▸ **Texte à analyser**:
━━━━━━━━━━
Afin d'éviter «l'amalgame» et «la stigmatisation»,
tous les courants de l'islam de France se réunissent mercredi au CFCM afin
d'entreprendre une lutte collective contre la «radicalisation», et tout
particulièrement celle des jeunes.
Les musulmans de France sont au pied du mur. Après le
prône antiviolence décrété par le Conseil français du culte musulman1 (CFCM)
pour toutes les mosquées, à l'occasion de la prière de vendredi dernier, après
l'appel à une participation «massive» des musulmans aux manifestations de ce
week-end, la réalité, aussi douloureuse que têtue, s'impose comme un terrible
point d'interrogation en ce début de semaine: c'est bien au nom de l'islam que
des assassinats iniques de femmes et d'hommes sans défense ont été froidement
exécutés.
Ce marqueur-là semble désormais indélébile, même si
l'écrasante majorité des musulmans récuse «l'islamisme et le djihadisme» et le
considère comme le cancer de leur religion. L'effacer s'avère impossible après
le dimanche historique de réaction d'une France qui s'est levée. Le corriger
est plutôt l'urgence impérieuse pour éviter «l'amalgame» et «la stigmatisation»,
deux concepts qui reviennent à tous niveaux et dans toutes les conversations
des musulmans, ces derniers jours.
━━━━━━━━━━
▸ **Données affichées**:
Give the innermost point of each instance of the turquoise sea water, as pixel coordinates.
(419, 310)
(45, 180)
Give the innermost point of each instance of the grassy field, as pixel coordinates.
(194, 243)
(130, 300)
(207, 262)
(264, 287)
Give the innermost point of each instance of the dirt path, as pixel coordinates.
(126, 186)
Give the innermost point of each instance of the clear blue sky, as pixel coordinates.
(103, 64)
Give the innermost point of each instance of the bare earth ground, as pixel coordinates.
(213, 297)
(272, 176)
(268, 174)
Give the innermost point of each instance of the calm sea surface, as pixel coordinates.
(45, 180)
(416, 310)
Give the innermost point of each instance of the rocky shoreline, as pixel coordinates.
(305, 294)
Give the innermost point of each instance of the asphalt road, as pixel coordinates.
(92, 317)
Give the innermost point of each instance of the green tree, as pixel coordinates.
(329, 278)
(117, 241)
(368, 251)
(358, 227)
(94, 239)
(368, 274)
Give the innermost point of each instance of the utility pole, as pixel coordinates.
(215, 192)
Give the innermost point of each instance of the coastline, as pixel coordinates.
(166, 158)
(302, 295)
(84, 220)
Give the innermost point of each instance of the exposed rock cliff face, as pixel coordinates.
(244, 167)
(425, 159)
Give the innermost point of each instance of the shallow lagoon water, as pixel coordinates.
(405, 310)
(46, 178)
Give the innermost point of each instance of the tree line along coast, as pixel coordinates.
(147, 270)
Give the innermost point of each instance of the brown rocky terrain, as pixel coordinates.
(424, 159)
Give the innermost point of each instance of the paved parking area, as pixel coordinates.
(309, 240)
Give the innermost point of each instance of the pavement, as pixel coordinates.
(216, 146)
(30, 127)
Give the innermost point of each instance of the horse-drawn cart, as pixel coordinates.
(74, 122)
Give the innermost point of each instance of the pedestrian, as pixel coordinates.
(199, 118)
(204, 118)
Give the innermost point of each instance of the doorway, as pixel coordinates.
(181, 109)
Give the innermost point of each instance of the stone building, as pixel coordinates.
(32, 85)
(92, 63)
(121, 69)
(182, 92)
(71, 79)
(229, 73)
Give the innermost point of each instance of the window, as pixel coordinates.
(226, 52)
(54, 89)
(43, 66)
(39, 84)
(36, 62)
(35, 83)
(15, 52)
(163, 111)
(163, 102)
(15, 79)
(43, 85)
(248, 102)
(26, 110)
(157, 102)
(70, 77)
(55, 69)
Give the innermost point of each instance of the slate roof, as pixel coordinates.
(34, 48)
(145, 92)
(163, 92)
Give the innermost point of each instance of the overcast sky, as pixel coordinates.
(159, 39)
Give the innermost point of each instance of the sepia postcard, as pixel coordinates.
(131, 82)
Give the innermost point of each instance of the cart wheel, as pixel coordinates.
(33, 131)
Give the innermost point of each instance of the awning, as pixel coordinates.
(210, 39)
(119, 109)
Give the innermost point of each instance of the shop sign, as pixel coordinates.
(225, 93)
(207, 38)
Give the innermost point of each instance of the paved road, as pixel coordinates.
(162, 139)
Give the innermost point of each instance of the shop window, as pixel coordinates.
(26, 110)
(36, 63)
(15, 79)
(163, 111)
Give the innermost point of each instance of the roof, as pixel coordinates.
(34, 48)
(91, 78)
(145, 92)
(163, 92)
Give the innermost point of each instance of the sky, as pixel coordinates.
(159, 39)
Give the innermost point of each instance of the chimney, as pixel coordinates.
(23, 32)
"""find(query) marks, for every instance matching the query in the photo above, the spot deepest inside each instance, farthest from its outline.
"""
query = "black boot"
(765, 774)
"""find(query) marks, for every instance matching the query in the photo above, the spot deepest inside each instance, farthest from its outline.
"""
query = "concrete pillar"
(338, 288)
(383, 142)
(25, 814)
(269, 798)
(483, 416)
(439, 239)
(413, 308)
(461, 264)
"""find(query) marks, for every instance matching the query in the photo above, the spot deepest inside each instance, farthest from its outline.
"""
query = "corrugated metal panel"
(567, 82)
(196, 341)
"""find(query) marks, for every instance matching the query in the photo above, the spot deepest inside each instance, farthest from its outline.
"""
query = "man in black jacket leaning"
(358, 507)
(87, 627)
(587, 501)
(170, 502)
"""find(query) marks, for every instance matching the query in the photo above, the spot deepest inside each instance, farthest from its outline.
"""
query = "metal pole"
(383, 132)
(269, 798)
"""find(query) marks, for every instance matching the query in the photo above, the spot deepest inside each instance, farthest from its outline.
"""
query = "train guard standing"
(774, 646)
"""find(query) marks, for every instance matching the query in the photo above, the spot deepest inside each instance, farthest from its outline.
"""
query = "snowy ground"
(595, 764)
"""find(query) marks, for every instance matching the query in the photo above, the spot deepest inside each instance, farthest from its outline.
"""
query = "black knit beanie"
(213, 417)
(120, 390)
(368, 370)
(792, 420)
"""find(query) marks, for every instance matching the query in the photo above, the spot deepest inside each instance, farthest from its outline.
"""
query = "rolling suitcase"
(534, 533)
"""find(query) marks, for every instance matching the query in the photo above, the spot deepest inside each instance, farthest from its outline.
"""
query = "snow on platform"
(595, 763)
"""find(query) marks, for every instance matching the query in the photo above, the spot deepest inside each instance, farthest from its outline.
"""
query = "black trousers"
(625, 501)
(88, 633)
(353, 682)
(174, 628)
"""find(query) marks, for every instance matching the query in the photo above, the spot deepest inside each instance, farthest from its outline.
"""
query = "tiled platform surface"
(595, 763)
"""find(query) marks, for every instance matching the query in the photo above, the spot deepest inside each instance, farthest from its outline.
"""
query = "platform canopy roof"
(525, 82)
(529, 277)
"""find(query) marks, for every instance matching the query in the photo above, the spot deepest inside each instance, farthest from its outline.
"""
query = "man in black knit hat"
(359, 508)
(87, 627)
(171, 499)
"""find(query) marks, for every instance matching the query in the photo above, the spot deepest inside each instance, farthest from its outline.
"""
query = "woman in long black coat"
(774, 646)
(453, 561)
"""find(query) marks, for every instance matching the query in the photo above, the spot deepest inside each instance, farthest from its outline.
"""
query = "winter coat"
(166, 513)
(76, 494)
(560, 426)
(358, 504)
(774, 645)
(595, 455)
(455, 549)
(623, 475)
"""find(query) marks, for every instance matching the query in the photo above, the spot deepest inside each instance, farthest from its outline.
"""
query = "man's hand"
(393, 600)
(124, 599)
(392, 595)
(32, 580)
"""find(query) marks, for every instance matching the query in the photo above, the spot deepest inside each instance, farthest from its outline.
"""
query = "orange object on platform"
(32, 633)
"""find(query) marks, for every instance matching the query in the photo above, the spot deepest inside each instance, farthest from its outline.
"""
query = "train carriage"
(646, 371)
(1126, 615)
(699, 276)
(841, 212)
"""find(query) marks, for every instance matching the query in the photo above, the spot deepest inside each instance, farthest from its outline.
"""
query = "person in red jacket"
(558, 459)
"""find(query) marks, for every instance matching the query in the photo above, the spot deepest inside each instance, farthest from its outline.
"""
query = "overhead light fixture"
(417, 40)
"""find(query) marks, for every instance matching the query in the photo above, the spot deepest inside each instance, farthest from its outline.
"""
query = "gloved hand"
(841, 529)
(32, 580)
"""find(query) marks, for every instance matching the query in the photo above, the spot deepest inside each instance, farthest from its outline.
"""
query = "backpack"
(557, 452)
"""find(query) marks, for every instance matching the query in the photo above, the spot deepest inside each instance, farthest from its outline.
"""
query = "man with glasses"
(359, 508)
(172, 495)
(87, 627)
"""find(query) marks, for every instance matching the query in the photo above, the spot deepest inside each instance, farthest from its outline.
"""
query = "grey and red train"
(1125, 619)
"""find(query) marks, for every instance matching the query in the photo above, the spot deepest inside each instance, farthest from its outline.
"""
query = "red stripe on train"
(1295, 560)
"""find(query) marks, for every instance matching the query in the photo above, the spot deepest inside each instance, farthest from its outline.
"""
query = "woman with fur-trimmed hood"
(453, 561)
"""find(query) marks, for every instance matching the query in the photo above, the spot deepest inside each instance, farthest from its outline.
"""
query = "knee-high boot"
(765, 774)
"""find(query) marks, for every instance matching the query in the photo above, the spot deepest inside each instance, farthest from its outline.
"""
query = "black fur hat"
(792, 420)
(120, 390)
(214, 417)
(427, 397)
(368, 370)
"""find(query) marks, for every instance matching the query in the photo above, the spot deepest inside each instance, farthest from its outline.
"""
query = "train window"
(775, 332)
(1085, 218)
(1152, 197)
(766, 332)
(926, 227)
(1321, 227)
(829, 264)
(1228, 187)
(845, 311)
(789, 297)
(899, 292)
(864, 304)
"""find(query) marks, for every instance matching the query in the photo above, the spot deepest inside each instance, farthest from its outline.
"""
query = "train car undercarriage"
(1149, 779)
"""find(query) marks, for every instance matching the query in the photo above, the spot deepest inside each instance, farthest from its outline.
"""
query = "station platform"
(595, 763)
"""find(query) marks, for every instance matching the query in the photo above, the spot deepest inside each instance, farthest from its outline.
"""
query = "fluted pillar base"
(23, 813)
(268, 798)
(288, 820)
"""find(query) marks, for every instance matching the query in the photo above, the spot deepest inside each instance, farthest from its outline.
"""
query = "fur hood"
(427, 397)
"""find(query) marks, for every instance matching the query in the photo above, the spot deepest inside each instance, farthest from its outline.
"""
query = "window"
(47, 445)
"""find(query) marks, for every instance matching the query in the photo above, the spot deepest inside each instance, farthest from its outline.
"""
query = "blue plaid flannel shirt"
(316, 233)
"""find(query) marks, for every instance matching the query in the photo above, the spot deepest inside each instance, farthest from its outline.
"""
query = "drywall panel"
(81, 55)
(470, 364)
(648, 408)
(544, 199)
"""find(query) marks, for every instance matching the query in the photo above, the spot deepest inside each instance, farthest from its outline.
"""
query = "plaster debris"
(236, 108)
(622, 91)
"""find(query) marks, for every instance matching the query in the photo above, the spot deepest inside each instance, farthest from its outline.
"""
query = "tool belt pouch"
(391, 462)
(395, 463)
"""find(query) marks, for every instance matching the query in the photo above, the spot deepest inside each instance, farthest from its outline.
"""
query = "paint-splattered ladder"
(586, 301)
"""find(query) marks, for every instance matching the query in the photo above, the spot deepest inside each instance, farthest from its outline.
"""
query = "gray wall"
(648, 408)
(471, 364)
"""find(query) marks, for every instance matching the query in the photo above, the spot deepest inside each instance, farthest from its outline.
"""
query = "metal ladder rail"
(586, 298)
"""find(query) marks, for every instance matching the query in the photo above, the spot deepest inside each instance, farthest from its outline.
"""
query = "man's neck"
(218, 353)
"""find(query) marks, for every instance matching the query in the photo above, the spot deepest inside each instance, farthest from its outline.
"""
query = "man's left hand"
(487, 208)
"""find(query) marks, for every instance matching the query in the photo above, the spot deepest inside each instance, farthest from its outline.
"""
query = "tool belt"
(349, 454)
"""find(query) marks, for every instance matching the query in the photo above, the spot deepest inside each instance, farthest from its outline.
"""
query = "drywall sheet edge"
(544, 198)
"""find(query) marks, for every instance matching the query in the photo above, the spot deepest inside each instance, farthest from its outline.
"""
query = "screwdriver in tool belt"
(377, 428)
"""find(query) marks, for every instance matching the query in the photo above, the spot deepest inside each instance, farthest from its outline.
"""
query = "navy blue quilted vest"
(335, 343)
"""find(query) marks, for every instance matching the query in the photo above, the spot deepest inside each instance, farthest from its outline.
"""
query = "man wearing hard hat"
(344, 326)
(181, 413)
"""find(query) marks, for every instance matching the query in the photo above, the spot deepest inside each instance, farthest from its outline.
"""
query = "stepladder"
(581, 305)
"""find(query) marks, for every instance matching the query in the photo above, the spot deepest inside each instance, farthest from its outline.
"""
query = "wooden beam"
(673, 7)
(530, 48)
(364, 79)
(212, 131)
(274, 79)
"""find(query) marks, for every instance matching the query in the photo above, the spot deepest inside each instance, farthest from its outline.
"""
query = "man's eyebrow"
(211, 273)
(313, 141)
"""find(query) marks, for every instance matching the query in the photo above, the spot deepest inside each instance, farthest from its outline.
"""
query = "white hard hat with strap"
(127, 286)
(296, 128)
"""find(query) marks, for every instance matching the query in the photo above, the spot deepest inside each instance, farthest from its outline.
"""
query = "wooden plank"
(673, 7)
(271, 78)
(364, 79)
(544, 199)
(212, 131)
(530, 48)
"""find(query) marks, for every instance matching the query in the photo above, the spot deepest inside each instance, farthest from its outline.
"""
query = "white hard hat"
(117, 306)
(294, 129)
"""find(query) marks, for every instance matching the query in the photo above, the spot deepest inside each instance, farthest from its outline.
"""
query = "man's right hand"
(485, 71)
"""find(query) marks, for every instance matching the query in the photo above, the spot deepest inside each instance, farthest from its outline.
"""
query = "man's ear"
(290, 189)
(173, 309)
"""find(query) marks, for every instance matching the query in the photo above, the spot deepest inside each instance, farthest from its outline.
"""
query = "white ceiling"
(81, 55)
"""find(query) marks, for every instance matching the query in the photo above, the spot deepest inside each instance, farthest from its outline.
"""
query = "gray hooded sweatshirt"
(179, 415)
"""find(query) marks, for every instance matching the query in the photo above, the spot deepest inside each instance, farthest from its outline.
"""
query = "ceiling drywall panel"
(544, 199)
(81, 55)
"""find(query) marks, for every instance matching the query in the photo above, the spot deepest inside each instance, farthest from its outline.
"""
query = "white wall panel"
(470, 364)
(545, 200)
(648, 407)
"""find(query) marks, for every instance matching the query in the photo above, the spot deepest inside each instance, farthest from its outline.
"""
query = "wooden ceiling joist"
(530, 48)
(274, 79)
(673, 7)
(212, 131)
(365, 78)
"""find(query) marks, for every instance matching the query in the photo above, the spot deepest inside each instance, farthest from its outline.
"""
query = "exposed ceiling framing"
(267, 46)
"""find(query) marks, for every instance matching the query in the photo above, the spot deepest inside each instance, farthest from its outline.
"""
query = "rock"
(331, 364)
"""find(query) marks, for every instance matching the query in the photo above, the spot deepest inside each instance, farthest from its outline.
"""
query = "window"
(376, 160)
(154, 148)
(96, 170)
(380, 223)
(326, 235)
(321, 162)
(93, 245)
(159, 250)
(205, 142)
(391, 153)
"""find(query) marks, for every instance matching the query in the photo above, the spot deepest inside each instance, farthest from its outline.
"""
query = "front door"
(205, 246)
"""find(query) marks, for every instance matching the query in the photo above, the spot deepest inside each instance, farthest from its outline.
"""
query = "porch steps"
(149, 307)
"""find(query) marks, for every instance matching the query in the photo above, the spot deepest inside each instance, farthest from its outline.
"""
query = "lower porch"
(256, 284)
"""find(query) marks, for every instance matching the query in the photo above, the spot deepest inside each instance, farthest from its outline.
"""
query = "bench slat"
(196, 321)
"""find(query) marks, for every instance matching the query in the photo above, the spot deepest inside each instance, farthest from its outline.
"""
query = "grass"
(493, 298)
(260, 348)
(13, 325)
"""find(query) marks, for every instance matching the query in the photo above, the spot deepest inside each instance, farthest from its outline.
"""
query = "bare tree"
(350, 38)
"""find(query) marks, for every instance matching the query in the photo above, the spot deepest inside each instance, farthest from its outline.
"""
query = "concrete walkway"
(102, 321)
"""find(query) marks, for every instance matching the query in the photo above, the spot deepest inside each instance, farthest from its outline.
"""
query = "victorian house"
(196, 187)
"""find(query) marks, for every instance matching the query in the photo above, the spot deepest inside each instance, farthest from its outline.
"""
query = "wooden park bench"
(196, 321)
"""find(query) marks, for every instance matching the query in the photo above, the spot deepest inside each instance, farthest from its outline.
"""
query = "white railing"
━━━━━━━━━━
▸ **Exercices proposés**:
(a) D'après le texte à analyser, quel prône le CFCM a-t-il décrété pour toutes les mosquées lors de la prière de vendredi dernier ?
(b) Relevez, sans répétition, toutes les expressions que le texte à analyser place entre guillemets.
(c) Rédigez la suite de l'article sur la lutte des musulmans de France contre la radicalisation, à partir de sa dernière phrase.

▸ **Corrigé des exercices**:
(a) Un prône antiviolence.

(b) l'amalgame ; la stigmatisation ; radicalisation ; massive ; l'islamisme et le djihadisme

(c)
C'est ainsi que mercredi, tous les responsables de
l'islam de France enterreront leurs querelles intestines et leurs rivalités de personnes2
pour se réunir au CFCM afin de mettre ces questions sur la table et
d'entreprendre une lutte collective contre la «radicalisation». Celle des
jeunes musulmans en particulier. Ils sont très éloignés des instances
officielles de cette religion qu'ils méprisent allégrement, les considérant
comme «vendues» à l'Occident ou à la France…
Toutes les fédérations se sont déjà lancées,
individuellement dans cette lutte, ces derniers mois, mais c'est la première
fois que le CFCM, censé représenter les cinq millions de musulmans de France,
entend prendre les choses en main. «Le CFCM est très conscient des risques et
des enjeux actuels, assure Anouar Kbibech, vice-président de cette instance, il
s'agit pour nous de prendre les choses à bras-le-corps.»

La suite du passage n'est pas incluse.